I'd like every record given again exactly, please.

Top of INPUT MATERIAL

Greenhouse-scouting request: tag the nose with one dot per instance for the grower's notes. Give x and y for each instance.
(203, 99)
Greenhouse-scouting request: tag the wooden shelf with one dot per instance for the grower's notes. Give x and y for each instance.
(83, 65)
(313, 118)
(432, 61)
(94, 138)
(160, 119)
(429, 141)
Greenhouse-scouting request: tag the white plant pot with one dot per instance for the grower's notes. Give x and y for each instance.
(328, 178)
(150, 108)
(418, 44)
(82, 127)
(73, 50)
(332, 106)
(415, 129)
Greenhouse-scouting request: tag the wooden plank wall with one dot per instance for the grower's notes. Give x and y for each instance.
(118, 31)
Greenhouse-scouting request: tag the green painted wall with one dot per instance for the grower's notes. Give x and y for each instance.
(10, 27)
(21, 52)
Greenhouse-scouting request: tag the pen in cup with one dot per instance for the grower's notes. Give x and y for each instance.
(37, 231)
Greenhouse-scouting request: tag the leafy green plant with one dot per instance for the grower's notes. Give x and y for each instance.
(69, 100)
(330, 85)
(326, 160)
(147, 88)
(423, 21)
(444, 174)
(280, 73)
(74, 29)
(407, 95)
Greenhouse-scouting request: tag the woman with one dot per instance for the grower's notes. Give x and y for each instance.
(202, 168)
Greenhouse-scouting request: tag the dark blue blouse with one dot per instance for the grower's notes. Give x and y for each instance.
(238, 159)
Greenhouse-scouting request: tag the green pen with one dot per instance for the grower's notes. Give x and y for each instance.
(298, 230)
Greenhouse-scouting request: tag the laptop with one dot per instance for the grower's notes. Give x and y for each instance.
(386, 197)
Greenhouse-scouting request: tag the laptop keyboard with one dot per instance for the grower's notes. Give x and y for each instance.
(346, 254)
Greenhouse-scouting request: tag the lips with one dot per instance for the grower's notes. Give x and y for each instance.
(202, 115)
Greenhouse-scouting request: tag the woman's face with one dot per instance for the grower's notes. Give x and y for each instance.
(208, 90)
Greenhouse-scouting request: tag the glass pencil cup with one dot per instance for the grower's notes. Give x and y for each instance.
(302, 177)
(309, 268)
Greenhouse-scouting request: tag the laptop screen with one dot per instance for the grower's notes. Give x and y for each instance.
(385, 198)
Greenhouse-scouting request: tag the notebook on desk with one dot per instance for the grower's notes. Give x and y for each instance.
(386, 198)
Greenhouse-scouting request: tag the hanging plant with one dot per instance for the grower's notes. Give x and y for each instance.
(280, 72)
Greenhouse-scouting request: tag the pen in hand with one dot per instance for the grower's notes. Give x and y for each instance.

Bottom of INPUT MATERIAL

ANSWER FOR THE TASK -
Greenhouse-scouting request: tag the nose with one dot per instance for the grower's notes. Give x and y for each instance.
(203, 99)
Greenhouse-scouting request: tag the wooden shelf with one dot per instance for the grower's notes. Give x and y for each instance.
(83, 65)
(313, 118)
(432, 61)
(94, 138)
(160, 119)
(429, 141)
Greenhouse-scouting request: tag the white plant pot with one dot per instance for the grower's notes. Give x and y for each instance.
(328, 178)
(150, 108)
(418, 44)
(82, 127)
(73, 50)
(332, 106)
(415, 129)
Greenhouse-scouting request: tag the wooden plank wall with one dot per instance for the grower's notes. Give x and y for each instance.
(118, 31)
Greenhouse-scouting request: tag the green painted wall with one dot per instance for the grower's notes. Give x and y for each instance.
(10, 27)
(21, 52)
Greenhouse-scouting request: tag the pen in cup with one dot per instance for the grower's notes. Give x and y for each instance.
(37, 231)
Greenhouse-scouting request: tag the leafy green plant with one dot per instance for the grower's notes. Give x and y for each instance.
(69, 100)
(330, 85)
(326, 160)
(147, 88)
(423, 21)
(444, 174)
(280, 73)
(74, 29)
(407, 95)
Greenhouse-scouting request: tag the woman with one dot per instance for the grower's notes. Give x and y for each instance.
(202, 168)
Greenhouse-scouting request: tag the dark blue blouse with one dot per instance for the grower's notes. Give x and y for each instance.
(238, 159)
Greenhouse-scouting request: tag the green pen with one dot per instance for the grower's notes. Give x and y for each instance.
(298, 230)
Greenhouse-scouting request: tag the laptop with one dot per instance for the grower's notes. Give x and y for each instance.
(386, 197)
Greenhouse-scouting request: tag the laptop keyboard with one dot per instance for the grower's notes. Give x and y for each instance.
(346, 254)
Greenhouse-scouting request: tag the lips with one dot per instance for the grower's notes. Give x and y for each instance.
(202, 115)
Greenhouse-scouting request: tag the woman's face with one dot per instance for the grower's notes. Give x and y for each instance.
(208, 90)
Greenhouse-scouting request: tag the glass pencil cup with one dot per instance for the grower's notes. Give x and y for each instance.
(302, 177)
(309, 268)
Greenhouse-scouting request: tag the laptop screen with one dot per instance for the grower's notes. Give x and y for each instance.
(385, 198)
Greenhouse-scouting request: tag the notebook on desk with one dot per instance for the grower's notes. Give x and y for each instance.
(386, 198)
Greenhouse-scouting request: tag the hanging plant with one dot per instance for the grower's notes. Give x and y for each instance.
(280, 72)
Greenhouse-scouting request: tag the pen in hand with one dot per instance for the grower's notes. Give x and y for each instance.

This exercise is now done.